- **Geciteerde tekst**:
-*-

Aanleiding tot het maken van een praktische opdracht over het leven van Jacoba is het uitkomen van een nieuwe biografie (2009) van Antheun Janse; Een pion voor een dame. Jacoba van Beieren (1401-1436). In eerste instantie is het idee dat de opdracht bestaat uit vier delen. Elk deel bevat bronmateriaal over één van vier huwelijken van Jacoba, waarbij het beantwoorden van een hoofdvraag centraal staat. De leerlingen worden in vier groepen verdeeld die zich elk gaan verdiepen in één van haar huwelijken. Vervolgens worden de resultaten van alle onderzoeken verwerkt in één grote levenslijn waarbij de leerlingen van elkaar te horen krijgen hoe haar leven gedurende elk huwelijk is verlopen. Vervolgens beantwoorden alle leerlingen samen de centrale hoofdvraag. De leerlingen zijn voor het beantwoorden van de hoofdvraag afhankelijk van elkaar.

-*-

- **Aangeleverde gegevens**:

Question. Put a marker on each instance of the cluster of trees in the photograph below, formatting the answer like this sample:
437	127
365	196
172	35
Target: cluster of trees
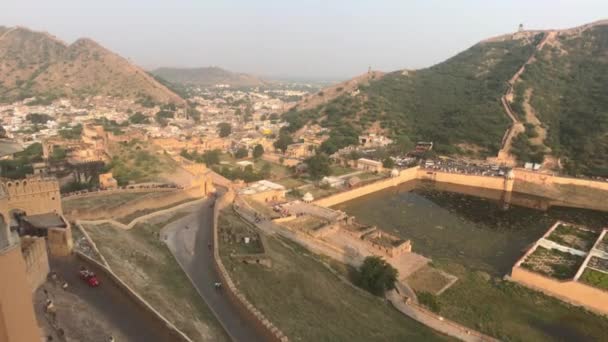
569	97
318	166
224	129
139	118
375	275
37	118
457	101
247	174
21	164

-*-

- **Schriftelijke opdrachten**:
[1] Schrijf de volledige lijst letterlijk over en laat de afbeeldingen daarbij weg.
[2] Zet de tekst over de praktische opdracht rond Jacoba van Beieren voort na de laatste zin.
De tekst en de lijst hebben niets met elkaar te maken.

- **Antwoorden per opdracht**:
[1]
Question. Put a marker on each instance of the cluster of trees in the photograph below, formatting the answer like this sample:
437	127
365	196
172	35
Target: cluster of trees
569	97
318	166
224	129
139	118
375	275
37	118
457	101
247	174
21	164

[2]
Maar

 

Met het uitdenken, opstellen, uitwerken van de teksten en opdrachten met betrekking tot haar eerste huwelijk was dermate veel tijd gemoeid dat de praktische opdracht voorlopig bestaat uit bronmateriaal, opdrachten en uitwerkingen van haar eerste huwelijk. Daarmee vervalt de oorspronkelijke bedoeling, maar is de opdracht in te zetten als verdieping voor die (gemotiveerde) leerlingen die niet noodzakelijkerwijs de centrale uitleg hoeven volgen. Zij kunnen op hun eigen niveau bezig houden met de kenmerkende aspecten van de middeleeuwen waarvan het leven van Jacoba van Beieren een attractief en passend voorbeeld is.

 

 

 

 

 

 

 

 

 

 

 

 

 

 

 

 

Waaruit bestaat de praktische opdracht?

 

  • Bronnenboek (hierin staan ook de opdrachten vermeld)

  • Docentenhandleiding (uitleg en antwoorden bij de opdrachten, aanvullend beeld- en tekstmateriaal en verantwoording van de opdracht)

  • Leerlingenblad (opdrachten en antwoordruimte)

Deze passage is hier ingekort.